[Stated problem]:
Rewrite the lines of the material below as a JSON list of strings, from the line containing "Query: Where is the dog's head in this image?" through the end of the material, with one string per line and blank lines omitted.

#### Raw data ####

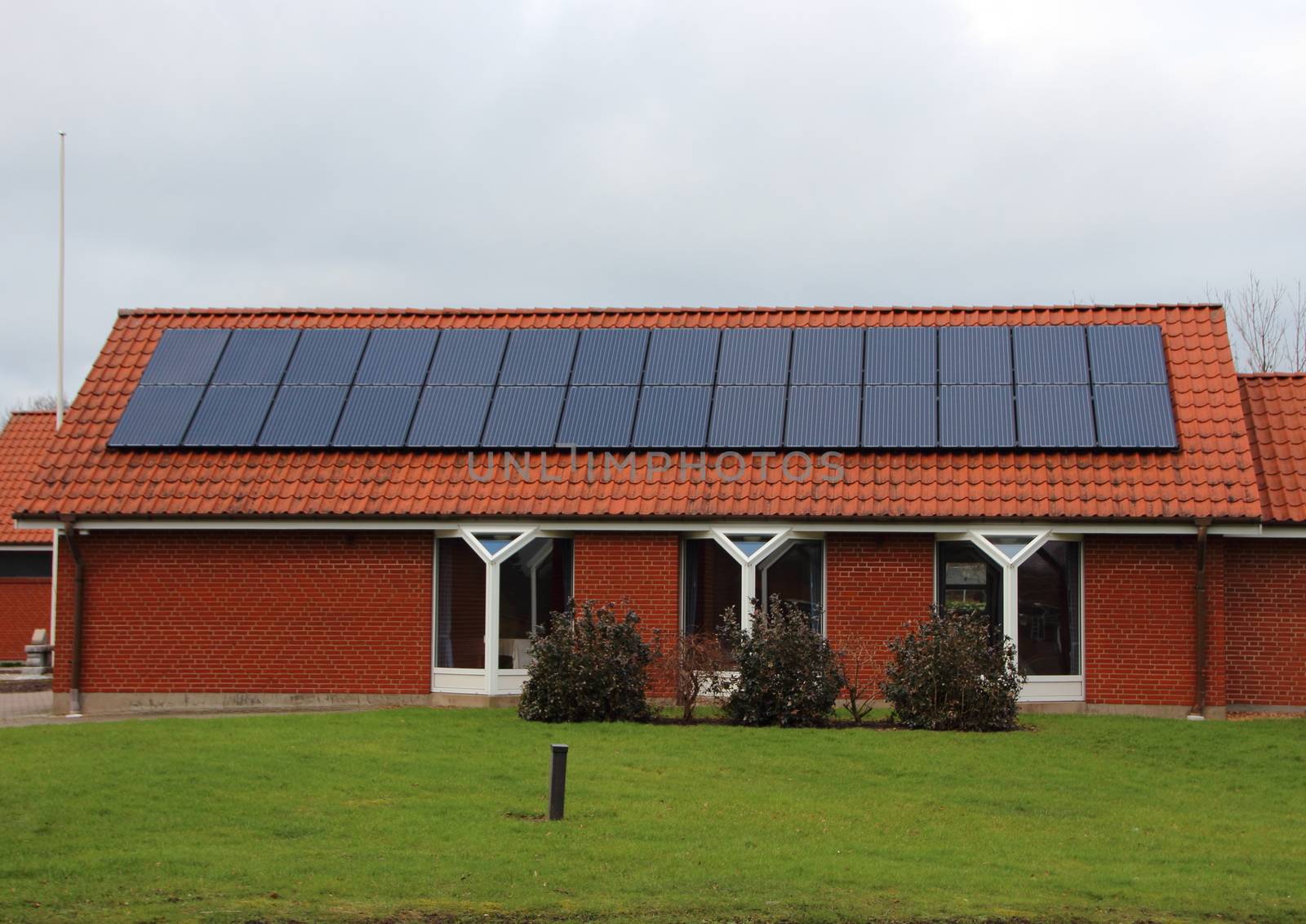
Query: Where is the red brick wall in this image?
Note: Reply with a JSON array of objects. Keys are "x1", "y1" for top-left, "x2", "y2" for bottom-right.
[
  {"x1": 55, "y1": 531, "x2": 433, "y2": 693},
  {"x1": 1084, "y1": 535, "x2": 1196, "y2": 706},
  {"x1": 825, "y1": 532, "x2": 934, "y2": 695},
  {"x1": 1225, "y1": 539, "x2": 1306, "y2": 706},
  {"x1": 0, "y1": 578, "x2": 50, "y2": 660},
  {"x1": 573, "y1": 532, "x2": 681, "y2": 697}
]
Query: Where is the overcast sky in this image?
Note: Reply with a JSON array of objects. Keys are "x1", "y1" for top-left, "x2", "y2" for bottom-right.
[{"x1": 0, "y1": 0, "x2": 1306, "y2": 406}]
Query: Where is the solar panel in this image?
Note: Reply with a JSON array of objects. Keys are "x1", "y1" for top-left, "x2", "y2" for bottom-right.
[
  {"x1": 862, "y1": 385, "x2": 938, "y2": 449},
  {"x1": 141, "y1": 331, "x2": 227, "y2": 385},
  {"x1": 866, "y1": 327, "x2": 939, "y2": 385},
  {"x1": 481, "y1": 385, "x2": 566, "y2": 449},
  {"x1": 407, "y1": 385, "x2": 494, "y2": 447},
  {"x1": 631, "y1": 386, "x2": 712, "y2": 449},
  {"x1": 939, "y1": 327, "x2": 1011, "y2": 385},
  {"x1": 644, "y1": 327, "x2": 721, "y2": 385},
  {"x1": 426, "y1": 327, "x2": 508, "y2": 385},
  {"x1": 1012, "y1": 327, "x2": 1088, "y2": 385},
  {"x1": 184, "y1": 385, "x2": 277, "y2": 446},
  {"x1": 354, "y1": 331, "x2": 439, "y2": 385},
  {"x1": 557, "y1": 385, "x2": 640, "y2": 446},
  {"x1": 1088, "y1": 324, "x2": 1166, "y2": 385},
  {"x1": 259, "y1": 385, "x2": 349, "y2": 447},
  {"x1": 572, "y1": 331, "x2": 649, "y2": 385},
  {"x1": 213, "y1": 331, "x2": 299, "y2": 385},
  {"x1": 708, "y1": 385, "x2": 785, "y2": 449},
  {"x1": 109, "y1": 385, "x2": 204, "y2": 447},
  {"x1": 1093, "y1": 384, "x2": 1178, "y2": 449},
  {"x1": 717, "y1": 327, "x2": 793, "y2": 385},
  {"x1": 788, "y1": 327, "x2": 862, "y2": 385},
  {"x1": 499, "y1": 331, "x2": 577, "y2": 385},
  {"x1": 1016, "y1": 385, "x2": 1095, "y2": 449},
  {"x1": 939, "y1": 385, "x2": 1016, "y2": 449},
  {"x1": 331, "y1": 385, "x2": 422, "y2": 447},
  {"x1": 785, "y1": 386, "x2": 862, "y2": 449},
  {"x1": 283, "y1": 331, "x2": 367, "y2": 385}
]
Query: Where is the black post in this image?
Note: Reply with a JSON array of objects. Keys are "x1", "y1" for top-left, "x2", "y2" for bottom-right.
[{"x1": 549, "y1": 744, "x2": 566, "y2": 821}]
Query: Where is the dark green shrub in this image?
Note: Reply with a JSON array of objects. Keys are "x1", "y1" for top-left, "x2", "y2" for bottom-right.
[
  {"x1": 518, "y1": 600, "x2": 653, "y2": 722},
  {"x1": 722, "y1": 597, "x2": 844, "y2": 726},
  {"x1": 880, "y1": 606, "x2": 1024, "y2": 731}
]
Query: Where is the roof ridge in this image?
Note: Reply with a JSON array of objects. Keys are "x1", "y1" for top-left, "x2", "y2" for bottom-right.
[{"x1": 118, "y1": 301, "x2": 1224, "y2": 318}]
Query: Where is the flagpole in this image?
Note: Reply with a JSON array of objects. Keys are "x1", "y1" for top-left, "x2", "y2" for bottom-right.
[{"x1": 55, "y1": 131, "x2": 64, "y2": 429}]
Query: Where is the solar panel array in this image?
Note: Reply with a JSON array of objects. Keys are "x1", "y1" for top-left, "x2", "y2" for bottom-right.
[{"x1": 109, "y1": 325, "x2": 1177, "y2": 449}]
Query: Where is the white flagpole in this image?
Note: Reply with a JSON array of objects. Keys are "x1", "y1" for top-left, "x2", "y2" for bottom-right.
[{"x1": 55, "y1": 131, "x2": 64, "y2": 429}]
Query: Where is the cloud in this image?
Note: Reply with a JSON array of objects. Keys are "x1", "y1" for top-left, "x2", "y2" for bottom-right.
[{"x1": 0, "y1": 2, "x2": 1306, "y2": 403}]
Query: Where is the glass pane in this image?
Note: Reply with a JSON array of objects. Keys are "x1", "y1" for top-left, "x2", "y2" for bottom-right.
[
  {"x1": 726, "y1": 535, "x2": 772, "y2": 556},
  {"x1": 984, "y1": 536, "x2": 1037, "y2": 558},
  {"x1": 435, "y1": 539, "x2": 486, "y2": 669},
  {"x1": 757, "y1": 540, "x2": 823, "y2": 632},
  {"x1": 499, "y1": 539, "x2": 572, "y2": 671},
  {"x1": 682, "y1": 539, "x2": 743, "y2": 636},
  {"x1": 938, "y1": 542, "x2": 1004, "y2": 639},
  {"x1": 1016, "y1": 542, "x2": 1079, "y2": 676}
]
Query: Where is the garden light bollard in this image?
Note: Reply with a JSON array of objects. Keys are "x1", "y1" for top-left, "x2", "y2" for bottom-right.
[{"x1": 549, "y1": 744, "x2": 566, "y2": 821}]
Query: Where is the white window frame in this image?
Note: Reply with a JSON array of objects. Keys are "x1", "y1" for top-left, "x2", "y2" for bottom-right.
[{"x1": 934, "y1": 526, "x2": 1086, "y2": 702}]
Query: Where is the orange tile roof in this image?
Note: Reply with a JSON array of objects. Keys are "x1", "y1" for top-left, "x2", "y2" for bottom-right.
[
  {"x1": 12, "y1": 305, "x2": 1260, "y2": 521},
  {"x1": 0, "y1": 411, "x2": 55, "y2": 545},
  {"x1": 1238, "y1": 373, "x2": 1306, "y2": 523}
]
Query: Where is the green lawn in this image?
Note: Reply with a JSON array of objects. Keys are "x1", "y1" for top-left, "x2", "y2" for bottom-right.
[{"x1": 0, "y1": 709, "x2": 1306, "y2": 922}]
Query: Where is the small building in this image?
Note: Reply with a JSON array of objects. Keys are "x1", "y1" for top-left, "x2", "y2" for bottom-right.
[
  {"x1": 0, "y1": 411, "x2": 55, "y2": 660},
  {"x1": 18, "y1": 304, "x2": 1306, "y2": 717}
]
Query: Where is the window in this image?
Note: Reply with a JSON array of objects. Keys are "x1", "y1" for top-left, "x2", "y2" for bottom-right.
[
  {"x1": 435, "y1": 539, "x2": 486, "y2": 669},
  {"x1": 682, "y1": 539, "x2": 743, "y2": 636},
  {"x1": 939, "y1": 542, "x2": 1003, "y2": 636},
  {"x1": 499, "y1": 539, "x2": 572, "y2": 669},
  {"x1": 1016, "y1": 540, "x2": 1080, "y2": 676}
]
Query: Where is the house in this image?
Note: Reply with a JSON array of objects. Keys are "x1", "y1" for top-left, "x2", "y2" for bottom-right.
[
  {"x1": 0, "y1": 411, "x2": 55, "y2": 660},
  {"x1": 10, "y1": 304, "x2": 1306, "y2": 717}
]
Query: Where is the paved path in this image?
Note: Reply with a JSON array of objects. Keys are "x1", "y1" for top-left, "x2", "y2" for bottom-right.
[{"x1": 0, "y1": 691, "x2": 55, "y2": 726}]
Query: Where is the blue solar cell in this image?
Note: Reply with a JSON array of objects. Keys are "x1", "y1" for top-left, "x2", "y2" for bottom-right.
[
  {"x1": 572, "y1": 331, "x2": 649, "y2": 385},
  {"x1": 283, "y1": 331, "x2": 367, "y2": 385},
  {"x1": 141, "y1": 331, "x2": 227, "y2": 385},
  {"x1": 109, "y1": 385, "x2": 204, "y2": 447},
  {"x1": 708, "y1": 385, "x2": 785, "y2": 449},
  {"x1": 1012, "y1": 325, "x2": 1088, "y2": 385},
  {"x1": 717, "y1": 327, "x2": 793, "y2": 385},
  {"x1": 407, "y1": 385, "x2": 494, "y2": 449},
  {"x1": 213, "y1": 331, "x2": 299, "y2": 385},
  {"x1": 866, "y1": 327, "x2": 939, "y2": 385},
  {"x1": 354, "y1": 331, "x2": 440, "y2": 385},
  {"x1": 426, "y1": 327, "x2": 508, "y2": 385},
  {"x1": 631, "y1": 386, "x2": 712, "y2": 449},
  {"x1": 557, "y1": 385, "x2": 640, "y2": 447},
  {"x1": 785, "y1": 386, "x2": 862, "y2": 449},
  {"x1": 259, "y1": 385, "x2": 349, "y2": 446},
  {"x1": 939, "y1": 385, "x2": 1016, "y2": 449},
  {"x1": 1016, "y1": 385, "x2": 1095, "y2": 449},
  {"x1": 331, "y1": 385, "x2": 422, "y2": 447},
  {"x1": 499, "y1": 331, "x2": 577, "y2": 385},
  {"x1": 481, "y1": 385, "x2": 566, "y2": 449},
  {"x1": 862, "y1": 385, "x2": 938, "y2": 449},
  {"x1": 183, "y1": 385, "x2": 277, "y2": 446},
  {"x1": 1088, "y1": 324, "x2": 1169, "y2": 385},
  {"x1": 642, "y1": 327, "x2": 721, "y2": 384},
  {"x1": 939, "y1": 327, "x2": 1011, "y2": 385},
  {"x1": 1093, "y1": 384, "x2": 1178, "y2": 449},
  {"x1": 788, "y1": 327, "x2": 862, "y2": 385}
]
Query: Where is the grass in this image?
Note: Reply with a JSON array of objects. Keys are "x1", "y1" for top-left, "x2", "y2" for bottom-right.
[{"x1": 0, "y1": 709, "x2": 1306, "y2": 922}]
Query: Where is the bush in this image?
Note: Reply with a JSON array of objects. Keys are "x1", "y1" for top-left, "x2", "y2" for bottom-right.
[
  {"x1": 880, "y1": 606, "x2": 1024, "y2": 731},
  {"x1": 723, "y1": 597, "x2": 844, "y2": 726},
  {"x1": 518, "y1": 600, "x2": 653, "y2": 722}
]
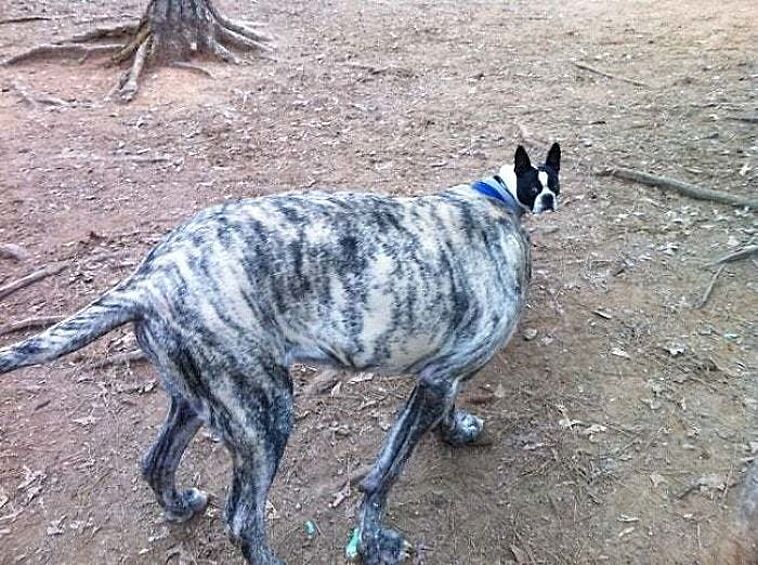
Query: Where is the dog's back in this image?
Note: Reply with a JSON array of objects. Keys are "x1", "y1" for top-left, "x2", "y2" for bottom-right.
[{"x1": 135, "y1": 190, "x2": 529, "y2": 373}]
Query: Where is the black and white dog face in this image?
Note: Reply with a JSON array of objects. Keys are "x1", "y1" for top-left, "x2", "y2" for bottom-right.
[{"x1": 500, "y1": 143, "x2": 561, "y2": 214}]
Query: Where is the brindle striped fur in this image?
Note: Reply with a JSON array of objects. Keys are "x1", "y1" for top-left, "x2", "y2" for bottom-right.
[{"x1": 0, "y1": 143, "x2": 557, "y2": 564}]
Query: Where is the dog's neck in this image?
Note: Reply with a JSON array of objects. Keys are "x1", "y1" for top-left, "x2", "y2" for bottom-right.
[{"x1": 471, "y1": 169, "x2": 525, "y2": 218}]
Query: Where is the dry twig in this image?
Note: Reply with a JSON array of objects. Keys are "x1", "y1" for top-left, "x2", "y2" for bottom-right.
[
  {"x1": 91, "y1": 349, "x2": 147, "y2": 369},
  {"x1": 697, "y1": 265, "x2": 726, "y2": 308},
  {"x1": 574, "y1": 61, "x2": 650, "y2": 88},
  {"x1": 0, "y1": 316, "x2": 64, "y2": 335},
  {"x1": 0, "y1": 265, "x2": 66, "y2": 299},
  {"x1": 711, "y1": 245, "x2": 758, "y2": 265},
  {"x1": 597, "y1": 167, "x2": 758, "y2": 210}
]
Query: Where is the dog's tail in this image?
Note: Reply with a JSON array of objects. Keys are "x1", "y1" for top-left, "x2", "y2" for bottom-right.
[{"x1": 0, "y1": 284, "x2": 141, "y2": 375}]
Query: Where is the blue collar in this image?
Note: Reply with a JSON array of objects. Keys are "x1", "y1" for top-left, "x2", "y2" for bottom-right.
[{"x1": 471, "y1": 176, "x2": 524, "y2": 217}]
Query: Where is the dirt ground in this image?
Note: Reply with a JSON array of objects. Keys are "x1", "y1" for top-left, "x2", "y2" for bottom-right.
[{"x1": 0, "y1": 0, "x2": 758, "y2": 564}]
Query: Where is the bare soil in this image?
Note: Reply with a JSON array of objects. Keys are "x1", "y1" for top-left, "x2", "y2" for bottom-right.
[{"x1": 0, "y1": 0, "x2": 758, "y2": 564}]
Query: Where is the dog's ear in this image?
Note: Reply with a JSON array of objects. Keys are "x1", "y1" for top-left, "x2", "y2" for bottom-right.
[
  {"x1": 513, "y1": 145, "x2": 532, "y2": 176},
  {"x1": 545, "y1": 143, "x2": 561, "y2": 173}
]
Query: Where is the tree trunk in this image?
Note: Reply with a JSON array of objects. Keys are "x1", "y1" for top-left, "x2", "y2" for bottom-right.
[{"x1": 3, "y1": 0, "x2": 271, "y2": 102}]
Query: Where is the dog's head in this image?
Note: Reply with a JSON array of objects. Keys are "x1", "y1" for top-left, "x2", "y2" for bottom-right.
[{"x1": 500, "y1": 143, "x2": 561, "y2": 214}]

####

[Response]:
[
  "Query: Where is the dog's head in this image?",
  "Note: Reply with a JSON array of objects. Keys are \"x1\", \"y1\" for top-left, \"x2\", \"y2\" for bottom-right.",
  "[{\"x1\": 500, \"y1\": 143, \"x2\": 561, \"y2\": 214}]"
]